■ Objectif A:
D'après le récit, répondez aux questions suivantes :
(i) Quelle confiture est introuvable ?
(ii) De quoi le vélo était-il recouvert ?
(iii) Quel livre est lu pendant le trajet jusqu'à Tama Plaza, et dans quelle langue ?

C’est samedi matin. À Tôkyô, le calvaire est terminé. Plus au nord du Japon, ça continue. Je suis dans le métro, je suis fatigué par l’interminable randonnée d’hier soir, et je crois que je n’ai pas encore eu le temps de réaliser. Je crois que c’est comme ça après chaque grand choc.
Comme tous les vendredis, je me suis levé plus tard que d’habitude car je pars très tôt le samedi. Une sorte de grasse matinée préventive. J’ai défait mon lit, mis les draps dans la machine, passé l’aspirateur et fait les poussières, dehors le ciel était bleu. J’ai préparé mon petit déjeuner, du thé et du pain, du beurre et de la confiture. Bonne maman, bien entendu. On en trouve pour pas très cher dans le Tokyu de Tama Plaza où je travaille. fraise, framboise, abricot et cassis. La mûre est introuvable. C’est ma confiture préférée…
J’ai consulté mes mails, j’ai un peu trainé, suis passé sous la douche et voilà, c’était déjà l’heure de partir. J’ai mis mes draps à sécher dans la machine. J’ai constaté que mon vélo était recouvert de cette fine poussière brune de la saison des pollens de cyprès. J’ai mis mon masque, ça en élimine pas mal et le nez coule moins. Je suis allé jusqu’à la gare, j’ai garé mon vélo. Je vous raconte tout cela car ce sont des gestes du quotidien, et une catastrophe s’inscrit dans le quotidien : je suis sûr qu’à Sendai, une grande ville au nord fortement touchée, il y a au moins une personne qui a accompli les mêmes gestes même s’il aura mangé de la confiture Meiji-ya. Le trajet est long, jusqu’à Tama Plaza. J’habite dans l’est de Tôkyô, et j’ai beau me dire que mon coin est une véritable banlieue, ce n’en est pas une, c’est vraiment Tôkyô. On y voit le Fuji, la tour de Tôkyô, Sky Tree, et surtout on y voit la mer. La lumière y est très belle en hiver, le ciel vaste. J’ai regardé Fuji hier, et comme je pouvais le voir, j’ai pensé que j’avais de la chance car en cette saison, l’humidité comme les pollens le rendent généralement invisible. Vers chez moi, il y a deux cent ans, on péchait et on acheminait le poisson par les nombreuses rivières jusqu’à Nihonbashi. Kasai.
J’ai lu le livre que je lis en ce moment, Zombie economics, un de ces livres qui me rendent optimistes sur l’avenir de l’humanité ou, pour le moins, l’avenir des USA. Si la gauche y est en effet complètement ratatinée idéologiquement, la nouvelle trace son sillon avec patience, sans gauchisme mais de facon brillante : elle déconstruit les mythes, se réapproprie des concepts et forge son vocabulaire. Ainsi, pour décrire le système idéologique de notre temps a t’elle forgée le très simple « libéralisme de marché ». J’aime l’expression que j’emploie maintenant sur dans mes commentaires sur FB, car c’est aussi avec le vocabulaire que l’on fait la guerre. Zombie economics, ou comment des idéologies littéralement tuées par les faits, reviennent comme des zombies car tout le monde, à commencer par les médias, continue de les véhiculer. Ainsi, cette obsession de réduire l’état, baisser les impôts, mettre les taux à zéro, qui revient de plus belle et nous entraine vers une nouvelle catastrophe où comme toujours, ce seront les plus pauvres qui passeront à la caisse… Oui, jusqu’à Tama Plaza, j’étais dans ce livre. En anglais, bien sûr. Qui en France va traduire un des ces très nombreux livres américains qui montrent la vitalité intellectuelle de ce pays, en profondeur ?

■ Objectif B:
Dans les enregistrements, recopiez le passage allant de la ligne contenant "of the dirt" jusqu'à celle contenant "x=352, y=262", toutes deux incluses, en substituant "shaded hillside" à "dark hillside" et sans rien modifier d'autre.

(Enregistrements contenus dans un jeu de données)
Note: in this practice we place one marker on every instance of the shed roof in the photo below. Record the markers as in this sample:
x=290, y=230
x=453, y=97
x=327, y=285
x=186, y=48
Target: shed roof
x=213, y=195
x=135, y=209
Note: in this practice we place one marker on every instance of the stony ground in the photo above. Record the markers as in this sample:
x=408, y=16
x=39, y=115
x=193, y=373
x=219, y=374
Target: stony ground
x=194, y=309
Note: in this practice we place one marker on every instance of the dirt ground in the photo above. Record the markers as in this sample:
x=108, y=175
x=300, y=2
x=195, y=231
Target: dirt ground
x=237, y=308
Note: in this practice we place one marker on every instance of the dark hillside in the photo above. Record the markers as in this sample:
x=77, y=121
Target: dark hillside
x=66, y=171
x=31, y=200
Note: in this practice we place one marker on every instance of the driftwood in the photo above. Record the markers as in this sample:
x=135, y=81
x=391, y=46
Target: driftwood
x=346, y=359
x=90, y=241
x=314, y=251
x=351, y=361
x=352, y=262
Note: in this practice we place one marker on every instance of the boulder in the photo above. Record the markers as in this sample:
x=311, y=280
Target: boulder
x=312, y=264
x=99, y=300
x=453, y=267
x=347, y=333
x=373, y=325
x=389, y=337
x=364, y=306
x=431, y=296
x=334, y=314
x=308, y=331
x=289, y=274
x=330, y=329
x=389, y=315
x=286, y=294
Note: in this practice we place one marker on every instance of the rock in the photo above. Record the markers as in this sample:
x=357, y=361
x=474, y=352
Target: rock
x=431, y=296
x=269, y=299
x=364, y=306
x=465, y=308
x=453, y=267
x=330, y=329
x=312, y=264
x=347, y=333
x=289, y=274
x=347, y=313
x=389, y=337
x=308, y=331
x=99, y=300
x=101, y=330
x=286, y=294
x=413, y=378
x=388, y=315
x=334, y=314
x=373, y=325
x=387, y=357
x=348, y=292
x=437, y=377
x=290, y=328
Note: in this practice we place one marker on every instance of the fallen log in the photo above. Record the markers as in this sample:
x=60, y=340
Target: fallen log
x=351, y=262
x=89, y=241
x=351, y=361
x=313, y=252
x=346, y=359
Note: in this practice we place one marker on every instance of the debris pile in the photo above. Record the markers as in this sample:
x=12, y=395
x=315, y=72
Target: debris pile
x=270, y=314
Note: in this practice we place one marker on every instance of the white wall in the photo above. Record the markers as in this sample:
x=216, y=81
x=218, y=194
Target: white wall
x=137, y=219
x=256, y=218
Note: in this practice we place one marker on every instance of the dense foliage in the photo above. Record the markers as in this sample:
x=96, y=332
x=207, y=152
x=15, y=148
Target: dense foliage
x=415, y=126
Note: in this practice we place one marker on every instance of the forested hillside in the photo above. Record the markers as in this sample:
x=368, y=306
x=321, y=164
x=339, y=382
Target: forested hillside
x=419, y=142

■ Réponse A:
(i) La mûre.
(ii) D'une fine poussière brune de la saison des pollens de cyprès.
(iii) Zombie economics, en anglais.

■ Réponse B:
Note: in this practice we place one marker on every instance of the dirt ground in the photo above. Record the markers as in this sample:
x=108, y=175
x=300, y=2
x=195, y=231
Target: dirt ground
x=237, y=308
Note: in this practice we place one marker on every instance of the shaded hillside in the photo above. Record the markers as in this sample:
x=77, y=121
Target: shaded hillside
x=66, y=171
x=31, y=200
Note: in this practice we place one marker on every instance of the driftwood in the photo above. Record the markers as in this sample:
x=135, y=81
x=391, y=46
Target: driftwood
x=346, y=359
x=90, y=241
x=314, y=251
x=351, y=361
x=352, y=262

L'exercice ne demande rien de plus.